Now I am past that, thankfully, and I’ve shed the majority of the baggage associated with stereotypes surrounding autism. I want to make sure, however, that young people on the spectrum don’t suffer needlessly because of these limitations placed on them because of somebody else’s idea of what autism is.

Therefore, I encourage parents and caretakers of autistic children who may be reading my blog to consider the following ways of fostering creativity in an autistic youngster, if they seem like a budding creative type:

1.) Figure out what kind of learner/thinker they are and adapt accordingly. The categories of different types can sometimes be oversimplified, and there are a lot of overlaps between them, such as visual/auditory/tactile/verbal, but once you figure out what their strengths are, cater to that. If they are a mix of auditory/tactile thinker, a musical instrument like the cello or the piano might be the best way to bring out their creative side. If they are visual and tactile, then painting and oil pastels are wonderful ways to express oneself. Just make sure you let the child pick their art tools, in case ones you choose for them cause sensory issues, when I was little, I couldn’t handle sidewalk chalk unless it was soaked wet to reduce the powdery, chalky sensation. Auditory and verbal? Spoken word poetry or singing! There are so many ways to release creativity.

* _Supplied records_
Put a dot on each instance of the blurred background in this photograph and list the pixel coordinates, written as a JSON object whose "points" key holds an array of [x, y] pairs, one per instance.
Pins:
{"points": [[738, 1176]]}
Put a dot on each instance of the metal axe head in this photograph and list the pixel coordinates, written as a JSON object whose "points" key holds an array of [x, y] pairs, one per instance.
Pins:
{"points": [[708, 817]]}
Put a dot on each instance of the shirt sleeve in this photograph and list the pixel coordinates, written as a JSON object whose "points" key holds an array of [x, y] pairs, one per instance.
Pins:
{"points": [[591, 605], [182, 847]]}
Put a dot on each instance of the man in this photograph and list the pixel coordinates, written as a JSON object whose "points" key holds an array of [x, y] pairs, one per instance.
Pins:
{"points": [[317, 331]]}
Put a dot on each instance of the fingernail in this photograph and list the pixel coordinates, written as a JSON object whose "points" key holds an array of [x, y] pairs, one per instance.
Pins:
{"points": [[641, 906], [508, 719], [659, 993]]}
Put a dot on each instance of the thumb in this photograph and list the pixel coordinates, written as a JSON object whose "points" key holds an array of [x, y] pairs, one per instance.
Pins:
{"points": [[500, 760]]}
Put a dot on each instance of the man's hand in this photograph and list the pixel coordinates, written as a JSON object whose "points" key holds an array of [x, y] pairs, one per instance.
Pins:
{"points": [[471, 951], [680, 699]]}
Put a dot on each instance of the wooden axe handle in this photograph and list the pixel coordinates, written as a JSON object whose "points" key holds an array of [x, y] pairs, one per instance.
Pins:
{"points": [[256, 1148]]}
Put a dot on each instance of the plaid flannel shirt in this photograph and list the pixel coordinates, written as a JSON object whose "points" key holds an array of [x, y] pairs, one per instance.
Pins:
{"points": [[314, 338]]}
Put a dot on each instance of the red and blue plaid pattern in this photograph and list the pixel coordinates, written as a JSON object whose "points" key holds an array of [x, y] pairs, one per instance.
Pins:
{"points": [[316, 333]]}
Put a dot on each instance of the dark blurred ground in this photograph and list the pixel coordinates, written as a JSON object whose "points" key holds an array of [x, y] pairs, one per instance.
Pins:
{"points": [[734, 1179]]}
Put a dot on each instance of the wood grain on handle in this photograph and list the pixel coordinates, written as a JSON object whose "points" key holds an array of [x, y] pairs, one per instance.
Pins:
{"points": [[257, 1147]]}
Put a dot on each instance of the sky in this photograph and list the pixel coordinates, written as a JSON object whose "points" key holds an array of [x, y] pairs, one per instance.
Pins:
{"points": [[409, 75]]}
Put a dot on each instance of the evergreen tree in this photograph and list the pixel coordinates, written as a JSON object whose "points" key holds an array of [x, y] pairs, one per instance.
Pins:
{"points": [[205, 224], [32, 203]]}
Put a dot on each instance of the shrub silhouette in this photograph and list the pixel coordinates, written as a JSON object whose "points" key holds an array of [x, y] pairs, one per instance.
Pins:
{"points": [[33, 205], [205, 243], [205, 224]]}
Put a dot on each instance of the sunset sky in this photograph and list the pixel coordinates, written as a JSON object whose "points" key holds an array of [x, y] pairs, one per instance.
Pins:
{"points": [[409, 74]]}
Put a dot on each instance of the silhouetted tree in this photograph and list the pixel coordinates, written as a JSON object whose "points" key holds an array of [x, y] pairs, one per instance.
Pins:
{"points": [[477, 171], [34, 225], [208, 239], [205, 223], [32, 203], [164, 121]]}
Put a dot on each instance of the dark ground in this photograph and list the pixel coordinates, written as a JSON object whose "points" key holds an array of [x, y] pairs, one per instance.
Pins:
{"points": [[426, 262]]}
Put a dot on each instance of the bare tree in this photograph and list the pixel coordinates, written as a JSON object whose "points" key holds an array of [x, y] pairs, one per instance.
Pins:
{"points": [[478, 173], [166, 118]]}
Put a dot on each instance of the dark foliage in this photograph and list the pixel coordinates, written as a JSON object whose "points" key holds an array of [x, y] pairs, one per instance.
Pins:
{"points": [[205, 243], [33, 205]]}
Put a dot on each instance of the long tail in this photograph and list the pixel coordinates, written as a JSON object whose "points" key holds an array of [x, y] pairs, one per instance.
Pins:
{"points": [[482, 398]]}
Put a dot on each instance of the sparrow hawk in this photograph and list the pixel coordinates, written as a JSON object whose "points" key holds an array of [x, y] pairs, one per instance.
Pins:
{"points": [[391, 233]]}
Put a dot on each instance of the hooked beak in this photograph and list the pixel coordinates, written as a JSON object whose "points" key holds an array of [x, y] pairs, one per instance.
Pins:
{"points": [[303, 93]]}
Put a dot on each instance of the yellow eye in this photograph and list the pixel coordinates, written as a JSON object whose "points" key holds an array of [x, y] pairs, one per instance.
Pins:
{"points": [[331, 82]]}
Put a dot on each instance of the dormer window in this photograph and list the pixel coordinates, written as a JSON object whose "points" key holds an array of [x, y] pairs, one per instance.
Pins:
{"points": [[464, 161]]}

* _Action item_
Retype the stretch of the autism blog excerpt from "1.) Figure out" through "to release creativity.", word for word.

* _Task answer_
1.) Figure out what kind of learner/thinker they are and adapt accordingly. The categories of different types can sometimes be oversimplified, and there are a lot of overlaps between them, such as visual/auditory/tactile/verbal, but once you figure out what their strengths are, cater to that. If they are a mix of auditory/tactile thinker, a musical instrument like the cello or the piano might be the best way to bring out their creative side. If they are visual and tactile, then painting and oil pastels are wonderful ways to express oneself. Just make sure you let the child pick their art tools, in case ones you choose for them cause sensory issues, when I was little, I couldn’t handle sidewalk chalk unless it was soaked wet to reduce the powdery, chalky sensation. Auditory and verbal? Spoken word poetry or singing! There are so many ways to release creativity.